### WHAT THE TASK REQUIRES
Count how many lines in this material contain "Subject". The answer is that number alone.

· · · ·

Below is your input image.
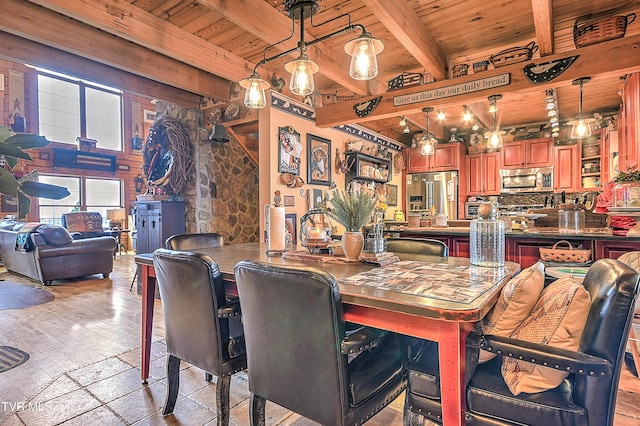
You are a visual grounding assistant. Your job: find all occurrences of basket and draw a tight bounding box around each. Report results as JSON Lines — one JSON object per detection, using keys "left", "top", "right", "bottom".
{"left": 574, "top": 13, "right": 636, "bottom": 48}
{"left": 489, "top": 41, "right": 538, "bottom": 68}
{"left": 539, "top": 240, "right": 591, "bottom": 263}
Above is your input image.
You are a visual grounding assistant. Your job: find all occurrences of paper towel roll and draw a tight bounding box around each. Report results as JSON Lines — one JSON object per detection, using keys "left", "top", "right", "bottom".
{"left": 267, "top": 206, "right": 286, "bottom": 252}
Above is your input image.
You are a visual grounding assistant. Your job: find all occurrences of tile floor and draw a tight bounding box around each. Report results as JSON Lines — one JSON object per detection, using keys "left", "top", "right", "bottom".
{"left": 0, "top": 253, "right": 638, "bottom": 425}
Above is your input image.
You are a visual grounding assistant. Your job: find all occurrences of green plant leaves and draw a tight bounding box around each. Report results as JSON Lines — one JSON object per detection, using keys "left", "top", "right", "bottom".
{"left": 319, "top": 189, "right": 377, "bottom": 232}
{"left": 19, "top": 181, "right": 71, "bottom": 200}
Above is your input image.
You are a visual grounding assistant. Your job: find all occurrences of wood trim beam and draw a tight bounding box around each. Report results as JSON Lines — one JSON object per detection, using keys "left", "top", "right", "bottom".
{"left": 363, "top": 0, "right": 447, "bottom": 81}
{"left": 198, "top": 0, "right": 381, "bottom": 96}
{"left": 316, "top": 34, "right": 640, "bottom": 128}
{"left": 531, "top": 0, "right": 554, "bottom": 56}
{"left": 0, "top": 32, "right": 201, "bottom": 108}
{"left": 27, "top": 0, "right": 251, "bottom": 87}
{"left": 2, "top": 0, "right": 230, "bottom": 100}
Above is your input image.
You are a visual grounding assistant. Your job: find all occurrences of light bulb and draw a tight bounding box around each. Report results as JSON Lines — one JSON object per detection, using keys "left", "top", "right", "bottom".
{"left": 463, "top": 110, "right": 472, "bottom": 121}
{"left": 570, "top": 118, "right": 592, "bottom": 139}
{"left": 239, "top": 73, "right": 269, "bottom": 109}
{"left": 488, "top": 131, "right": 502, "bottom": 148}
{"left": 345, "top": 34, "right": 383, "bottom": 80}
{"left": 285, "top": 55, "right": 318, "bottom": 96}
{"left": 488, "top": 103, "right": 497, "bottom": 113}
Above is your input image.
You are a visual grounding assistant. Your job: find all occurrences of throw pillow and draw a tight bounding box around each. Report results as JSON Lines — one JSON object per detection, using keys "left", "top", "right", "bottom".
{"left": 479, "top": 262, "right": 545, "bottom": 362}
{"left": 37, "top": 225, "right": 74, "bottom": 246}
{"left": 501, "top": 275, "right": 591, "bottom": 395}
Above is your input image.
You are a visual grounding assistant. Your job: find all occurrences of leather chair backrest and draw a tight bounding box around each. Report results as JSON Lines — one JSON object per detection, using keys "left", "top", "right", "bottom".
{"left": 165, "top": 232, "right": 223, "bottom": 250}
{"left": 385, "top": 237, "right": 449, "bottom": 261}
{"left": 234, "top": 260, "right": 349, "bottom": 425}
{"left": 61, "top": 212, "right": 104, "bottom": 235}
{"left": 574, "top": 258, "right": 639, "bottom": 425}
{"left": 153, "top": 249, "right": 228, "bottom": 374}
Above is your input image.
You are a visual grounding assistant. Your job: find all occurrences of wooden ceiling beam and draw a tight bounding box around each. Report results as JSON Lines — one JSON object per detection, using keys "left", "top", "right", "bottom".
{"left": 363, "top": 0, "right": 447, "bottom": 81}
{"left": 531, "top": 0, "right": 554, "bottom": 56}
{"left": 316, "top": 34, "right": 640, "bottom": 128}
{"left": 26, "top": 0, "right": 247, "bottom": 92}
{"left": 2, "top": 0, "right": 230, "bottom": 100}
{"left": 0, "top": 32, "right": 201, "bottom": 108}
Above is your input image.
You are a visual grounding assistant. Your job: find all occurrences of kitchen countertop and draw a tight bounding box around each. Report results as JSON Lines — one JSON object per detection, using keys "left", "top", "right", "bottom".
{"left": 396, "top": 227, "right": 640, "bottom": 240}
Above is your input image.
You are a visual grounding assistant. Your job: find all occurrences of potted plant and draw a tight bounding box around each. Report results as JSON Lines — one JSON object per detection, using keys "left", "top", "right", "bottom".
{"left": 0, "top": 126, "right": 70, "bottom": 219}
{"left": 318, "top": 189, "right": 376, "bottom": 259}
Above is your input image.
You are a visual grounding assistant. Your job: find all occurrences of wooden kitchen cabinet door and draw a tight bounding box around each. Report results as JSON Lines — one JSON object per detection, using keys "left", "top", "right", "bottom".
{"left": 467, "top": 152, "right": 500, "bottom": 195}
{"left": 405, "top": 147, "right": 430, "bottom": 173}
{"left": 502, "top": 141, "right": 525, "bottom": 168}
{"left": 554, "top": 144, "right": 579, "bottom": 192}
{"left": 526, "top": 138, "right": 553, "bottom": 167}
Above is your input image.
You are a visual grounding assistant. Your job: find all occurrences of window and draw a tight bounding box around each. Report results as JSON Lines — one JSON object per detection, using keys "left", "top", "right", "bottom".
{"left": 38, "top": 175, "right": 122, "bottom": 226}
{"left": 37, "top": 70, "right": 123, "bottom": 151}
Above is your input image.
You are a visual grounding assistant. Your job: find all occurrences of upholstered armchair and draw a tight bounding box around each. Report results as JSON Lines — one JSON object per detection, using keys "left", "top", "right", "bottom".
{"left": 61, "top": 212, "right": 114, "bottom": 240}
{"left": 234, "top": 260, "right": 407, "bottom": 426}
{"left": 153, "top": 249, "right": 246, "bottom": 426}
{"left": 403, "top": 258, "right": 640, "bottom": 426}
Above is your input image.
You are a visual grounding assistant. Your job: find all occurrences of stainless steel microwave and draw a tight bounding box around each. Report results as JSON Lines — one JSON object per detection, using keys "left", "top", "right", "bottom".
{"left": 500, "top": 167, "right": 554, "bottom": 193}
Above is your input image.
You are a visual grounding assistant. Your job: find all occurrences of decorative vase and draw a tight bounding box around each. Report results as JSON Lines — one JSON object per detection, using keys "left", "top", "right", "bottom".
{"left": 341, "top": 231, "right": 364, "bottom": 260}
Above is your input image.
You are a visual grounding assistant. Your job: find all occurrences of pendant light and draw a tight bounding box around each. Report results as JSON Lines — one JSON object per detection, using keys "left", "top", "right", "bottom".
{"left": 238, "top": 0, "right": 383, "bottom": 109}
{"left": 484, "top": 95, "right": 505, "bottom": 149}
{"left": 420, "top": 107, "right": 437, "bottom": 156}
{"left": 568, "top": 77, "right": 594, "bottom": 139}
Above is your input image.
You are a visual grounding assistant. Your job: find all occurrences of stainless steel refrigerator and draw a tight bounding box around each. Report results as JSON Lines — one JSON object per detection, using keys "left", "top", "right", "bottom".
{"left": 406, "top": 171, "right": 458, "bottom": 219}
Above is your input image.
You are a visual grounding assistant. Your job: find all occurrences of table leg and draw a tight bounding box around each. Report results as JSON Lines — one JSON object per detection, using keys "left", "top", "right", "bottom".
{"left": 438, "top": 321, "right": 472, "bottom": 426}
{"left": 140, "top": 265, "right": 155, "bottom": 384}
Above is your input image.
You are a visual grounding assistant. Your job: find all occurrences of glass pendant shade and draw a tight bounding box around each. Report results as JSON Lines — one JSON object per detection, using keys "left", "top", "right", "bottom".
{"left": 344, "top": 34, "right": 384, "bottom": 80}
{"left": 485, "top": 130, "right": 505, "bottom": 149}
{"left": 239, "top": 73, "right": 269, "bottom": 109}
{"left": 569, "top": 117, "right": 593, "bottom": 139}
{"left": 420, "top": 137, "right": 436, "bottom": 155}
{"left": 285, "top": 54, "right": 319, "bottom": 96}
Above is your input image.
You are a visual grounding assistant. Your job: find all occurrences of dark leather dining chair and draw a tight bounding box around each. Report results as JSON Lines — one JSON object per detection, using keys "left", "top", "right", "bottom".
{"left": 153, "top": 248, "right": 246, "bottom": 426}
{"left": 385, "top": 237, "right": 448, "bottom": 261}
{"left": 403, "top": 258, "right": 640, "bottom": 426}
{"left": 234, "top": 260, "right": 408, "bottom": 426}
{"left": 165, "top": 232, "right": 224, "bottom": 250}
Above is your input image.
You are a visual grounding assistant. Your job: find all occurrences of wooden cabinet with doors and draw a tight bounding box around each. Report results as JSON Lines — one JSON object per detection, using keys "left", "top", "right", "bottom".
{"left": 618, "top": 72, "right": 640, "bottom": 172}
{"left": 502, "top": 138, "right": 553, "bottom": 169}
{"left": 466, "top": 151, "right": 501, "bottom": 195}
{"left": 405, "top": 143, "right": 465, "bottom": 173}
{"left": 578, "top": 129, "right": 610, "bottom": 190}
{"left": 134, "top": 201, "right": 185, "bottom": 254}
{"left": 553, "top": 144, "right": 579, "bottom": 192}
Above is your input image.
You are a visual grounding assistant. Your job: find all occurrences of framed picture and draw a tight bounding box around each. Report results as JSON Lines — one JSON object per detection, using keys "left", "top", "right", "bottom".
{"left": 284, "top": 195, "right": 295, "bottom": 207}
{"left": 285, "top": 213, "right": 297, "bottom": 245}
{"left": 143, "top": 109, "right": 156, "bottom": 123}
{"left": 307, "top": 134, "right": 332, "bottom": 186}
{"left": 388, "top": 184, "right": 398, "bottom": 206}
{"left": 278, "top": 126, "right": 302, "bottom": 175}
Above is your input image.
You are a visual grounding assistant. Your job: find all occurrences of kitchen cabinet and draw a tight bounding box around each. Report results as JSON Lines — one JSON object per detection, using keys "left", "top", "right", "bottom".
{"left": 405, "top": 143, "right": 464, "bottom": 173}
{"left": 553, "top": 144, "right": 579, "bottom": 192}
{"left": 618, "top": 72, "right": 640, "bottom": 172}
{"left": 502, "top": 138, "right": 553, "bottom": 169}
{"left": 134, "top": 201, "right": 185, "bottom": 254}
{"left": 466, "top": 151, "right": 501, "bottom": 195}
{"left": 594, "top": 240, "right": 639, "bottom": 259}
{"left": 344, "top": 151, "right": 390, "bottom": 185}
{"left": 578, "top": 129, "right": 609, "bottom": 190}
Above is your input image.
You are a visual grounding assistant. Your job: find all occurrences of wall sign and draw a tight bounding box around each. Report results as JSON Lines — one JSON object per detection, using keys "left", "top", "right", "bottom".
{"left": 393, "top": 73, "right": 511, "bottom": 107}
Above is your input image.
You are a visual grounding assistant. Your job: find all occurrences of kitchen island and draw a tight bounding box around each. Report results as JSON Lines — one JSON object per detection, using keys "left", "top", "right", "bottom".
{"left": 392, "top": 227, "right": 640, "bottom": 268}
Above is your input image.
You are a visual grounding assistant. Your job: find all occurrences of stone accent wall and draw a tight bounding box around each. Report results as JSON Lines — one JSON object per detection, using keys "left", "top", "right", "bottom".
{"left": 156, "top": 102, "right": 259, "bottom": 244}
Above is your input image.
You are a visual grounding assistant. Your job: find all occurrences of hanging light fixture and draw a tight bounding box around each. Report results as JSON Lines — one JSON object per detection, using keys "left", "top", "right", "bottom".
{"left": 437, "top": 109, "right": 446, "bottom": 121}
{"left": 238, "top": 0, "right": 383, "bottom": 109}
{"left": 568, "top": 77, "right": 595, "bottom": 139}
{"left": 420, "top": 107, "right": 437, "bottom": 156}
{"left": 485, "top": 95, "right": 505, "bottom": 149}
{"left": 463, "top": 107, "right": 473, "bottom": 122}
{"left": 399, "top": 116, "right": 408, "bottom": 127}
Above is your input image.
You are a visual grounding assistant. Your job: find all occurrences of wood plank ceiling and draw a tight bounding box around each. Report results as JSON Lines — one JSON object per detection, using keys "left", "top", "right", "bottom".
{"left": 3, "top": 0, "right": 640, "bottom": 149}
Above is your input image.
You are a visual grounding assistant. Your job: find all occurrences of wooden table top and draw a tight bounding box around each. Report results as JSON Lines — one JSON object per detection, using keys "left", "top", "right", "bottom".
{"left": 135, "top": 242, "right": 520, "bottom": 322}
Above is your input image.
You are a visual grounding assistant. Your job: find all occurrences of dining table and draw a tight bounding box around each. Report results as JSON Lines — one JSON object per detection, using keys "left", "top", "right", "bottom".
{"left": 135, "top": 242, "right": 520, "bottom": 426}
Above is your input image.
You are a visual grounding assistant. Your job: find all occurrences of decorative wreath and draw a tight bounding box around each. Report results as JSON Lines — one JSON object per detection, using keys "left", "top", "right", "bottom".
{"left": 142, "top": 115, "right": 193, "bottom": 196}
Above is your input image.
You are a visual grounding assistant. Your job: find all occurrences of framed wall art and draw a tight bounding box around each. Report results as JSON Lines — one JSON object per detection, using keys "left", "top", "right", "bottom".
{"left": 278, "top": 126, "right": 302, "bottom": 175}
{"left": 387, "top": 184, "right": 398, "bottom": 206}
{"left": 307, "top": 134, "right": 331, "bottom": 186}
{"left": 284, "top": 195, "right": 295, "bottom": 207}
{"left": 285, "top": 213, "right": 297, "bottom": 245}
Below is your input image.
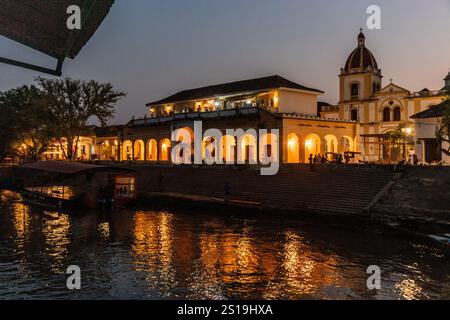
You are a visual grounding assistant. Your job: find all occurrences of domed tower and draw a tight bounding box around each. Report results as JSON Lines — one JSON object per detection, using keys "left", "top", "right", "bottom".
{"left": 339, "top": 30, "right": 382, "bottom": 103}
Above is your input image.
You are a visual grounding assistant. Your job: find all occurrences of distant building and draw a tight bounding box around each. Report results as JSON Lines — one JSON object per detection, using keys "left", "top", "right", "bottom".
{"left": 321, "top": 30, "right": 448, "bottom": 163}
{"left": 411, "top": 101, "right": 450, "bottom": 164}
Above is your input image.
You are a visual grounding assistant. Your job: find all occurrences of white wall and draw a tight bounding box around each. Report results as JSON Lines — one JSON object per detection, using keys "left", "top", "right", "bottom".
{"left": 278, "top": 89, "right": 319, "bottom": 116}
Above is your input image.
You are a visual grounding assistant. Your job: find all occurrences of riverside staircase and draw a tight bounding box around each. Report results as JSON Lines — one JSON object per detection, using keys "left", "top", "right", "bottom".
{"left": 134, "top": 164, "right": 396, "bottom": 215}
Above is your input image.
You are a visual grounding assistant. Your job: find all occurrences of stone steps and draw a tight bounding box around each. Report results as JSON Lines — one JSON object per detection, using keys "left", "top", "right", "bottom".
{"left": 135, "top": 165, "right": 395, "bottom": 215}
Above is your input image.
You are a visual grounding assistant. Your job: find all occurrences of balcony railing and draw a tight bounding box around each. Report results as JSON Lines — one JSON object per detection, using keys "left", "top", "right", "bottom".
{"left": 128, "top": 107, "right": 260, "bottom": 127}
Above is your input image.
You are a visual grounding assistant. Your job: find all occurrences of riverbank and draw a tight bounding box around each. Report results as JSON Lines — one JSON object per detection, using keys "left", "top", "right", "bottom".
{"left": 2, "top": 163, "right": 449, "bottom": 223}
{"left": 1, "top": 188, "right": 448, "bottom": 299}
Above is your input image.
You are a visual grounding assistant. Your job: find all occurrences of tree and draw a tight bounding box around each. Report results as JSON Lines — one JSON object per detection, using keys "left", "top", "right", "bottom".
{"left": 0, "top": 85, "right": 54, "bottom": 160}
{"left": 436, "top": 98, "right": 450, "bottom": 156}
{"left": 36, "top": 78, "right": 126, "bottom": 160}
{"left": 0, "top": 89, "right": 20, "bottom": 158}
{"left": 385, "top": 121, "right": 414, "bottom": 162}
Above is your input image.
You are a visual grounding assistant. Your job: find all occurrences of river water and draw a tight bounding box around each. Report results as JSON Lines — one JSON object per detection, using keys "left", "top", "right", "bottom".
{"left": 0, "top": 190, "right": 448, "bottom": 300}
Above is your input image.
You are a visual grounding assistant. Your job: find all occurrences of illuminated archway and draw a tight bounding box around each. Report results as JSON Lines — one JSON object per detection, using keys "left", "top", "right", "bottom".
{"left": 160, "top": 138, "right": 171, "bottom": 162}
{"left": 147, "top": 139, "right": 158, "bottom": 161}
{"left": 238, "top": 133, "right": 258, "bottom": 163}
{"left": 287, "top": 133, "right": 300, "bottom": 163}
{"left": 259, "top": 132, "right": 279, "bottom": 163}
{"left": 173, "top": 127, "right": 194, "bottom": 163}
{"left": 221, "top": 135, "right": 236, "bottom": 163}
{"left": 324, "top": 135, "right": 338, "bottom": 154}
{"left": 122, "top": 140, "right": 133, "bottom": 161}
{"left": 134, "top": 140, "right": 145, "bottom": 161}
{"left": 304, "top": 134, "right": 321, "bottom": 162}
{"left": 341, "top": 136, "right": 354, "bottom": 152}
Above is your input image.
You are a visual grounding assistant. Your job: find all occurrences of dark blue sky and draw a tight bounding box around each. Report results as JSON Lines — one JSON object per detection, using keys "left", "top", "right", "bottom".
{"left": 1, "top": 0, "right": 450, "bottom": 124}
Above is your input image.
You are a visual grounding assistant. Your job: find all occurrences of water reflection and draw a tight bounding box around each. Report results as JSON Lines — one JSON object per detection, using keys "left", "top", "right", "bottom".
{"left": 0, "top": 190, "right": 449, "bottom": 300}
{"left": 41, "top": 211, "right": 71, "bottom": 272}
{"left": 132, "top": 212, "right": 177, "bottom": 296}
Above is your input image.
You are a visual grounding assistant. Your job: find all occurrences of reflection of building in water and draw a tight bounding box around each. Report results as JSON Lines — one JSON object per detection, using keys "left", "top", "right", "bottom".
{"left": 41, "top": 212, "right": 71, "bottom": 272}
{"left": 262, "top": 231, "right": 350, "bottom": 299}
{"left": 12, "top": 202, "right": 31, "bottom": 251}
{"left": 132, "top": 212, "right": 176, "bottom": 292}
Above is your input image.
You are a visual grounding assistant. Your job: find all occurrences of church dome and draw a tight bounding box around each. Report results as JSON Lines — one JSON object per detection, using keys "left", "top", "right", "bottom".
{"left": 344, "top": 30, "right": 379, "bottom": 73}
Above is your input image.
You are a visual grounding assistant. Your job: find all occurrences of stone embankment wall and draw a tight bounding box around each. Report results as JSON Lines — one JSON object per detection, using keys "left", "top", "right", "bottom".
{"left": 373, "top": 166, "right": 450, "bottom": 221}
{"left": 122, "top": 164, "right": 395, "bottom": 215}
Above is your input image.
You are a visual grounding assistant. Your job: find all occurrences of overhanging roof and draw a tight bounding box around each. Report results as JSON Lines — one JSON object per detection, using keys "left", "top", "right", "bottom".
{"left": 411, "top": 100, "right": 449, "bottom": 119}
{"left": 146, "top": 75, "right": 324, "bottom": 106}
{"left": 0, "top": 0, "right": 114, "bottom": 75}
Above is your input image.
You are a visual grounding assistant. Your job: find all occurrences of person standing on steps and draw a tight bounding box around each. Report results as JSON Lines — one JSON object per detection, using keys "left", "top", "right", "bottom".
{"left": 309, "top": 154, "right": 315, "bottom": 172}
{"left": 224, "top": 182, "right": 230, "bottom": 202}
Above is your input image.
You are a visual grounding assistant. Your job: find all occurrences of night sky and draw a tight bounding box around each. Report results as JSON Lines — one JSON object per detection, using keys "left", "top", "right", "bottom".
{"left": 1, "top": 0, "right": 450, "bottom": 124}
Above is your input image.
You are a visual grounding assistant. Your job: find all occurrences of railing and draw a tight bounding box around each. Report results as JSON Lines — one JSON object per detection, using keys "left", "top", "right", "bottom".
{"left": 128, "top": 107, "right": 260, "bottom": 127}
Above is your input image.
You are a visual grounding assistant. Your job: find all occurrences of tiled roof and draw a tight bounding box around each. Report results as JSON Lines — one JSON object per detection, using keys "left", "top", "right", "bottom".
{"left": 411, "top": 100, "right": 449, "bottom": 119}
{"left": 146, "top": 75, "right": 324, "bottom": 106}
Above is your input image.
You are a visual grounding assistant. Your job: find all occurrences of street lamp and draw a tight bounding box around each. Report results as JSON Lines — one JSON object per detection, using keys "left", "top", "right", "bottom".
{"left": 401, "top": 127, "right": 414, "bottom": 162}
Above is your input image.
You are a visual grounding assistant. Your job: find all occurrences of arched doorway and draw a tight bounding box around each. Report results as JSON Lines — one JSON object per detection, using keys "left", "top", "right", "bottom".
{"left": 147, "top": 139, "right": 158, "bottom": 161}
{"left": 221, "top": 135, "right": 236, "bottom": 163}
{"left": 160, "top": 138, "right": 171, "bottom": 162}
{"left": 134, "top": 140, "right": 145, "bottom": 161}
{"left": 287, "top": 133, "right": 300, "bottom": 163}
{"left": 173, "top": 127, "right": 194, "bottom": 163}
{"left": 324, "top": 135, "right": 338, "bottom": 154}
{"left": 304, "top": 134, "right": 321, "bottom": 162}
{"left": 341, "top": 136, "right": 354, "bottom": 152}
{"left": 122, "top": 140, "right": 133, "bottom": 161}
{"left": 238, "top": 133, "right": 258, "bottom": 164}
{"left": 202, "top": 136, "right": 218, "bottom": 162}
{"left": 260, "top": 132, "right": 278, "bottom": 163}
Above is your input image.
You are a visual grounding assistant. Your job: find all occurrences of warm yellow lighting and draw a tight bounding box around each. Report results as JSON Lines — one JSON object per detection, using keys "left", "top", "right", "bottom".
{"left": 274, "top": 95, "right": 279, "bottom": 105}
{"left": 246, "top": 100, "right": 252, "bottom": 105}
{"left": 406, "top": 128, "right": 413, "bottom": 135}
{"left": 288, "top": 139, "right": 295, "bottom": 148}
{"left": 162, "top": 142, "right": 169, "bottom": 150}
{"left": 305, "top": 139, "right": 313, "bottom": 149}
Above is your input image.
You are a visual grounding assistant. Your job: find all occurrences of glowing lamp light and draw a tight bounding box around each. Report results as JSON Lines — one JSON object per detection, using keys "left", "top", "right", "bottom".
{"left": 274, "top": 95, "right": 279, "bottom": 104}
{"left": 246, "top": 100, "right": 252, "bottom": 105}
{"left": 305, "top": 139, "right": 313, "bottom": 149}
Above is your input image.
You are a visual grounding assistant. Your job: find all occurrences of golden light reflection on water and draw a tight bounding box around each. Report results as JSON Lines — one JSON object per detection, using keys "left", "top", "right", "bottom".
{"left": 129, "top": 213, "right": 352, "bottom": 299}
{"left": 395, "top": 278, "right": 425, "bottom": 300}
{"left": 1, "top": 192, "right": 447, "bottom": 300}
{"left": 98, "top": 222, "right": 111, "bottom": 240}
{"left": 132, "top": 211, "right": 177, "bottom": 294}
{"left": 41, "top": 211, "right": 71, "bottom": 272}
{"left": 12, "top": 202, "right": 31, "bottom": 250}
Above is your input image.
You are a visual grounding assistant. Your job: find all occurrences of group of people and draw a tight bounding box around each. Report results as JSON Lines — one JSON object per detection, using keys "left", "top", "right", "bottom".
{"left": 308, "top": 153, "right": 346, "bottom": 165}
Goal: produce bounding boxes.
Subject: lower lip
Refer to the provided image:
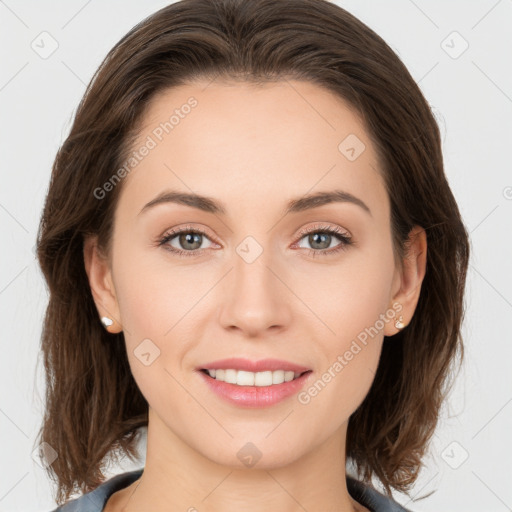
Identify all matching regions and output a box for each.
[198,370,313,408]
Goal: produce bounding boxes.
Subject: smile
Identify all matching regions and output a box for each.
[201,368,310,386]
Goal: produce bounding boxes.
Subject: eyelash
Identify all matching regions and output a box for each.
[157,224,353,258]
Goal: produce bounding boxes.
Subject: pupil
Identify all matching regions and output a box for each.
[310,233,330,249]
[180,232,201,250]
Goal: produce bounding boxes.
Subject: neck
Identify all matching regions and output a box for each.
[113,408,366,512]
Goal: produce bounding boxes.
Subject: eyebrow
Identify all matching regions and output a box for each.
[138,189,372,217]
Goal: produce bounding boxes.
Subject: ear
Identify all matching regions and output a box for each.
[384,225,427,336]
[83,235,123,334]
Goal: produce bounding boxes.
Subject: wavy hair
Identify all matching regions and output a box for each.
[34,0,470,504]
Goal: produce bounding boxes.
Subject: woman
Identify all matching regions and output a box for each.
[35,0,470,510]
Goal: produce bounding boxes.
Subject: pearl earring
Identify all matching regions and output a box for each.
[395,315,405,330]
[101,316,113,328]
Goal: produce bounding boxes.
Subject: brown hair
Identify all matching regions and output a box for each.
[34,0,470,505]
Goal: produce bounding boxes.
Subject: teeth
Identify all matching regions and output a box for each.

· · · ·

### SOLVED EXERCISE
12